══ Text block
Cyclops wrote:So do you carefully select around the edge of the spider and grass stem then cut and paste that into a new layer?
No, each layer always contains the whole image. The mask selects what shows. I construct the mask with a combination of select-and-fill, and painting with a brush.
ChrisR wrote:look at the leg of the spider which is furthest upper left in the picture. There's a light halo- line to the left. Check the animated gif and you'll see it isn't there in the original.
That appears to be a lightness/darkness sharpening effect.
Another sort of overlap you can get is where the mask didn't quite fit. Look at the leg furthest lower right, and you'll see a bit of dark background on the animated gif which has got sharpened, which shouldn't have done.
Actually look harder at the very end of that leg and you'll see a light halo, with a dark halo beyond it, along the side of the leg.
The final pic is slightly different.
Excellent analysis, and completely correct -- good eyes, Chris!
The light halo-line is due to sharpening an edge that was already quite strong -- black spider against light tan grass. (Is there a Photoshop filter now that sharpens without creating such halos?) I look for such things, and if I find any that bother me, I'll do something to get rid of them. A bit of cloning with a tiny soft brush at high magnification does wonders, but it's tedious. In this case, I wasn't bothered, so I left it.
The sharpened background that shows when it shouldn't is of course due to the mask not being precisely fit to the subject. It's easy to see that this is the case by looking at the purple mask. There are "large" areas of background between the leg and the silk strand that are not masked at all. This is a matter of how much time I was willing to take. For a souvenir photo, I decided to not take more time tuning up the mask.
The light halo with a dark halo beyond it may be due to what is often the most troublesome problem with this technique. The problem is that in the blurred image, regions near the subject are not pure background but rather incorporate some colors and tones from the subject. The blurring filter doesn't know what's what, of course, so it just mixes everything together. What this means is that if the mask fits too closely to the subject, then you get another form of halo. So it's a bit of dilemma: fit the mask too close and you get this halo, fit it too loosely and you see sharpened background. To attack this problem, it is possible to "paint out" the subject on the layer to be blurred, before doing the blur. Someplace in the forum archives is a posting by someone else who describes this technique. I've never cared enough to take the time to do it.
════
══ Information shown
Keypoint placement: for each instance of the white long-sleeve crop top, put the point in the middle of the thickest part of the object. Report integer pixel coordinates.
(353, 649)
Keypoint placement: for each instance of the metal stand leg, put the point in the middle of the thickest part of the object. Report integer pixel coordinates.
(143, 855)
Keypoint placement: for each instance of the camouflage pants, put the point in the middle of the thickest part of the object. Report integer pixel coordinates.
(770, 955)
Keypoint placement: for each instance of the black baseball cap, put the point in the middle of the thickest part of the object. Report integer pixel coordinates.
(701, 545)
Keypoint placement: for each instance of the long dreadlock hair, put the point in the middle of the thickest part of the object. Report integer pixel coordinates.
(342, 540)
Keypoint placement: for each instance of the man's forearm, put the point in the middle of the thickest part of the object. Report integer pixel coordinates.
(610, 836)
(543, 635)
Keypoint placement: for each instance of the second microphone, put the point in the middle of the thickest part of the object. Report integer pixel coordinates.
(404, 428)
════
══ Information shown
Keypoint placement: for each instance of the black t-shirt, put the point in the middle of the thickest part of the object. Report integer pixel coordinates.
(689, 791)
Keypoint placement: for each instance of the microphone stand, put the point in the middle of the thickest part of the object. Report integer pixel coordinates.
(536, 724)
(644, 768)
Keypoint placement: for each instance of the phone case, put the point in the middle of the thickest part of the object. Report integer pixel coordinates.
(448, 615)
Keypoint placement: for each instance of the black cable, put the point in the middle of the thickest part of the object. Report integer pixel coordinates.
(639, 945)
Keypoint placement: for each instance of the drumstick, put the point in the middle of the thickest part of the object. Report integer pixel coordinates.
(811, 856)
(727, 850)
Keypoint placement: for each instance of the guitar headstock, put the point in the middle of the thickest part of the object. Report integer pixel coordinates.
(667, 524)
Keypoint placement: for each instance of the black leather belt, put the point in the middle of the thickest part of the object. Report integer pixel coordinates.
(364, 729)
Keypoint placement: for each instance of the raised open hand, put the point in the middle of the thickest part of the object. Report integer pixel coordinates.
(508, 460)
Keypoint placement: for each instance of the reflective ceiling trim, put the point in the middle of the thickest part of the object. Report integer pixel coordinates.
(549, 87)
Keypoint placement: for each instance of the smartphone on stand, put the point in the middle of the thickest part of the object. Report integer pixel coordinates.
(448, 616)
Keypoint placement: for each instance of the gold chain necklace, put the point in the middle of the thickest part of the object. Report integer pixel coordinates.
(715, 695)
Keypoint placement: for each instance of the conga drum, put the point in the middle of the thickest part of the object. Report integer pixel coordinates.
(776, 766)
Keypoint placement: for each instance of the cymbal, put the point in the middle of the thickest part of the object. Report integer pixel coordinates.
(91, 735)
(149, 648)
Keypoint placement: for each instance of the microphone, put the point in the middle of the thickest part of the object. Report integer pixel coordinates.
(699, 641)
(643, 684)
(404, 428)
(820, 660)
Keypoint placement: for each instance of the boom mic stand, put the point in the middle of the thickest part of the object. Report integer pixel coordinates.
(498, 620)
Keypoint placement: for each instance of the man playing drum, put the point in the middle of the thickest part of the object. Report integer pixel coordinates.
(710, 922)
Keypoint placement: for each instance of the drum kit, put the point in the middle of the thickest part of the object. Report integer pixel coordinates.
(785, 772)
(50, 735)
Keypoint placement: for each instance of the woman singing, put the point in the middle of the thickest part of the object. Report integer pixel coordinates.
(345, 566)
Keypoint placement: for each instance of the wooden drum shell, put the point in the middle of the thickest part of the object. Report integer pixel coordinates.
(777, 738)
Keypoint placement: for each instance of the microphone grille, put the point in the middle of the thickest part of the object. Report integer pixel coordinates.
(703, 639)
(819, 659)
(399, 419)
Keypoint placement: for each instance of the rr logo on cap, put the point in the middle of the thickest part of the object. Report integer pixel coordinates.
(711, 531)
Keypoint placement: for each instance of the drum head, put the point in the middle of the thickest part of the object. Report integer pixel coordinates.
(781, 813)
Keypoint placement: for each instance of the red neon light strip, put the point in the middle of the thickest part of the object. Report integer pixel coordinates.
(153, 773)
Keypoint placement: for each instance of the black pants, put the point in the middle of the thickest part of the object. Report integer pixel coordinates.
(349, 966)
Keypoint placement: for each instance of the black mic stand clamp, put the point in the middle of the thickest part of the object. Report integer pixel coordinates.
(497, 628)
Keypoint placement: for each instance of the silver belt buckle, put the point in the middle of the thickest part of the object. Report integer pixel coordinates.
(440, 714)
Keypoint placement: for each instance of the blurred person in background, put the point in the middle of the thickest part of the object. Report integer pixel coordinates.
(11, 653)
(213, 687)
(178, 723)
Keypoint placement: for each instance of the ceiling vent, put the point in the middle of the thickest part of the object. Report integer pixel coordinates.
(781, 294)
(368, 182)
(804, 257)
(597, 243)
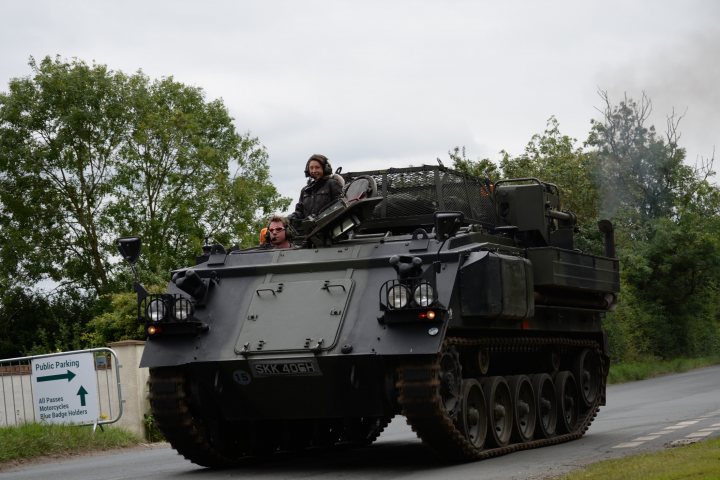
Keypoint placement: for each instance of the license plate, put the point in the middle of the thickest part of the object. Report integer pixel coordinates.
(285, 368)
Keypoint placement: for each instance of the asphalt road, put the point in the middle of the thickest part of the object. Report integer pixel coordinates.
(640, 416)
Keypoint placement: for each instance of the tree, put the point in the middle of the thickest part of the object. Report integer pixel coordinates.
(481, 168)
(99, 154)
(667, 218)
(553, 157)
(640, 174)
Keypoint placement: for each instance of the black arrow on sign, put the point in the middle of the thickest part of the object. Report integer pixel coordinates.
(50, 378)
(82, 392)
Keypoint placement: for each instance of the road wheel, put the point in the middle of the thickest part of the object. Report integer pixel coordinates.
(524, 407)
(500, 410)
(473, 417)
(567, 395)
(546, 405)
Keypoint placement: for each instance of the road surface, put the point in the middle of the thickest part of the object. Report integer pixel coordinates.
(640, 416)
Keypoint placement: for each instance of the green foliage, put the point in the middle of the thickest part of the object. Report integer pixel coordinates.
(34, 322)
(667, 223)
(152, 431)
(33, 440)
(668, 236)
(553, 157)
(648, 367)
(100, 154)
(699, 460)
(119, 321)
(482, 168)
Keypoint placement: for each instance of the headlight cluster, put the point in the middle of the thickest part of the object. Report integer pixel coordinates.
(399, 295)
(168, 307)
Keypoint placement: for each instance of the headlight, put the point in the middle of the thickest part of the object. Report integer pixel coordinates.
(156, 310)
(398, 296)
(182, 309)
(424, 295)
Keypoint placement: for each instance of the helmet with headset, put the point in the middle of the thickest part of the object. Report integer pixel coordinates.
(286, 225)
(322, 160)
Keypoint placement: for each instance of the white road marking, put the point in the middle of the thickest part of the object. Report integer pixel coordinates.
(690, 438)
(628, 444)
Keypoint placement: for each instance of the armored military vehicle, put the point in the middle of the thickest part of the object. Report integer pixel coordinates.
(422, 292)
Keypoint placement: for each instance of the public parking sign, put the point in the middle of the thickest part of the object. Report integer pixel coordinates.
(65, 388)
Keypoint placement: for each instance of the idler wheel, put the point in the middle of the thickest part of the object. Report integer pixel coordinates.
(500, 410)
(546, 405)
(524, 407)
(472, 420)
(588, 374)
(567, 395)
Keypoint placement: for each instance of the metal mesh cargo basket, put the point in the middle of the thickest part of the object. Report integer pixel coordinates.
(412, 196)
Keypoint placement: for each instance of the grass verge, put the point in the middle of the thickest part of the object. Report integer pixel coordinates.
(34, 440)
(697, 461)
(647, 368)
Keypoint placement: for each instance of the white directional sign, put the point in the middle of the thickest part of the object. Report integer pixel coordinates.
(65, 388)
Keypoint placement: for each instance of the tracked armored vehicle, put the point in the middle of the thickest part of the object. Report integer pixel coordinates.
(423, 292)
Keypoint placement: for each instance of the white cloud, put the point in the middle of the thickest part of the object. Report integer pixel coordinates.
════
> Goal 1:
Repeat the part of the photo-editing thread that begins at the words "No, each layer" and stops after "of the leg.".
> Goal 2:
Please continue the photo-editing thread about masks and sharpening halos from where it stops.

> Final result 1:
No, each layer always contains the whole image. The mask selects what shows. I construct the mask with a combination of select-and-fill, and painting with a brush.
ChrisR wrote:look at the leg of the spider which is furthest upper left in the picture. There's a light halo- line to the left. Check the animated gif and you'll see it isn't there in the original.
That appears to be a lightness/darkness sharpening effect.
Another sort of overlap you can get is where the mask didn't quite fit. Look at the leg furthest lower right, and you'll see a bit of dark background on the animated gif which has got sharpened, which shouldn't have done.
Actually look harder at the very end of that leg and you'll see a light halo, with a dark halo beyond it, along the side of the leg.

> Final result 2:
"The final pic is slightly different." Yes -- great eyes! Because I was originally preparing only a souvenir photo, I was even sloppier than you see in the presentation above. When I cropped and enlarged the image for presentation in this thread, I saw some problems that were so blatant as to be distracting. (There was, for example, a large hole in the mask, right over a dark area of the spider's abdomen.) So I fixed those problems. The fixes are incorporated into the illustrations of the mask and the animation, but not into the "final" image, which is actually re-displayed from several weeks ago at the bottom of the posting. I thought about replacing that image with a current final, but since it was very late at night, I opted not to. I'm glad now that I did not -- it makes a nice point for discussion.
--Rik
"I have made this letter longer than usual, because I lack the time to make it short (Je n'ai fait celle-ci plus longue parceque je n'ai pas eu le loisir de la faire plus courte)" ~
Blaise Pascal, Lettres Provinciales (1656-1657), no. 16. The discussion at
quoteland was interesting to me.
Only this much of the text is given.